EXCERPTED DATA

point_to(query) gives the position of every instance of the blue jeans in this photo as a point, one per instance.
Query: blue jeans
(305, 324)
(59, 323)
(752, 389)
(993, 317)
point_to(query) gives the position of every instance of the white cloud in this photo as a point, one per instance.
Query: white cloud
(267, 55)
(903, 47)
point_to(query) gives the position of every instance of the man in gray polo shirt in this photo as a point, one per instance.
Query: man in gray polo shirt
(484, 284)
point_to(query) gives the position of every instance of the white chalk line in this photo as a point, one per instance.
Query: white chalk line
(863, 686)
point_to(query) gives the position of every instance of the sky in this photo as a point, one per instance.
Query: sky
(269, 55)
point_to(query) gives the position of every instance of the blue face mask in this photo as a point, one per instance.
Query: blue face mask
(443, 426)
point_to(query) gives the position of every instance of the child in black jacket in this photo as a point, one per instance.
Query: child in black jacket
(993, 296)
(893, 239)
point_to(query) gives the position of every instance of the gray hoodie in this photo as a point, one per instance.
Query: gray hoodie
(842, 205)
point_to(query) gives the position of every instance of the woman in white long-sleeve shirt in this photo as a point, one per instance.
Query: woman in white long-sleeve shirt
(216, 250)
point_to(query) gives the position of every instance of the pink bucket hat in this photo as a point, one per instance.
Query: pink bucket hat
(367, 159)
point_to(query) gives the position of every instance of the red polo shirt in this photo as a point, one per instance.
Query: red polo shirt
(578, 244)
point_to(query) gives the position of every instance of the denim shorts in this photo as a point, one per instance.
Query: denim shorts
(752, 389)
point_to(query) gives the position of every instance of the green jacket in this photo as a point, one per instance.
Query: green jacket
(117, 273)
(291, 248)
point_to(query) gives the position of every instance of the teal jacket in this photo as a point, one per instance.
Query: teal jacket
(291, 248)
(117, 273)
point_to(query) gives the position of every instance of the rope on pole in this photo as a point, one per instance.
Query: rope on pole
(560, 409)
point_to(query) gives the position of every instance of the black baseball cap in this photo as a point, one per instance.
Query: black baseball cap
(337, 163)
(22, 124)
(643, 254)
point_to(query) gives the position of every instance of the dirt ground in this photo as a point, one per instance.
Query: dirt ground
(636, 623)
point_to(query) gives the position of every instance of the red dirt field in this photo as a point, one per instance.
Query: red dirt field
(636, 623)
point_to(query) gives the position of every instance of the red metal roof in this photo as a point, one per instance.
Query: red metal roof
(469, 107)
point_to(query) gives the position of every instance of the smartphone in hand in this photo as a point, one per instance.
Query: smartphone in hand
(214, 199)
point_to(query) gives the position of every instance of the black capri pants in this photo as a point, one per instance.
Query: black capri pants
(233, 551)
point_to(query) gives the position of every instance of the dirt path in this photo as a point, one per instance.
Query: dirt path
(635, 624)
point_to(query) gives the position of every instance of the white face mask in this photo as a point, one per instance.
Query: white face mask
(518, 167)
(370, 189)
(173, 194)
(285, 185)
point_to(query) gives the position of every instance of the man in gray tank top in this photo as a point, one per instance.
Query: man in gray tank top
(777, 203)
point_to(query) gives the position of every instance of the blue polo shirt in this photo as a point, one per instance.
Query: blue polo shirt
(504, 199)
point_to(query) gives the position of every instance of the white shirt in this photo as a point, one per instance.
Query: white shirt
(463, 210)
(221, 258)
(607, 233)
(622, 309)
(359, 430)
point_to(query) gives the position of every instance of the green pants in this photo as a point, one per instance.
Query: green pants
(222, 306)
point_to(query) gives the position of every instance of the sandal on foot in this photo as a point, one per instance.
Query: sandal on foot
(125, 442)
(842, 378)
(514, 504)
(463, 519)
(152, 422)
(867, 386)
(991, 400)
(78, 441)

YOUR GOAL
Copy back the listing above exactly, but only from the line with "the red metal" through the line with "the green pants", both ends included.

RESULT OF THE EXERCISE
point_to(query) gives the position of every instance of the red metal roof in this photo as a point, one per instance.
Query: red metal roof
(469, 107)
point_to(query) gives the position of every instance of the smartphone in hand in this photo as a point, one per instance.
Query: smartphone in hand
(214, 199)
point_to(query) gives the position of every instance of the black capri pants in this photo as a point, one per instance.
Query: black capri pants
(233, 551)
point_to(query) gives the position of every instance of the dirt path in this photo as a point, one per instance.
Query: dirt path
(635, 624)
point_to(query) gives the position of every instance of the white face mask in this photo as a point, one per instance.
Query: white face mask
(518, 167)
(370, 189)
(173, 194)
(285, 185)
point_to(query) gives the position of every instance of the man in gray tank top in this photo as a point, one per instance.
Query: man in gray tank top
(777, 203)
point_to(query) gives the position of every instance of the blue polo shirt in this photo as a point, one per instance.
Query: blue polo shirt
(504, 199)
point_to(query) gives the position of every instance of the white shirt in this photo as a point, one per instance.
Query: white shirt
(463, 210)
(221, 258)
(607, 233)
(622, 309)
(359, 430)
point_to(query) gives the position of every instance of the green pants in this photo as a point, one per instance.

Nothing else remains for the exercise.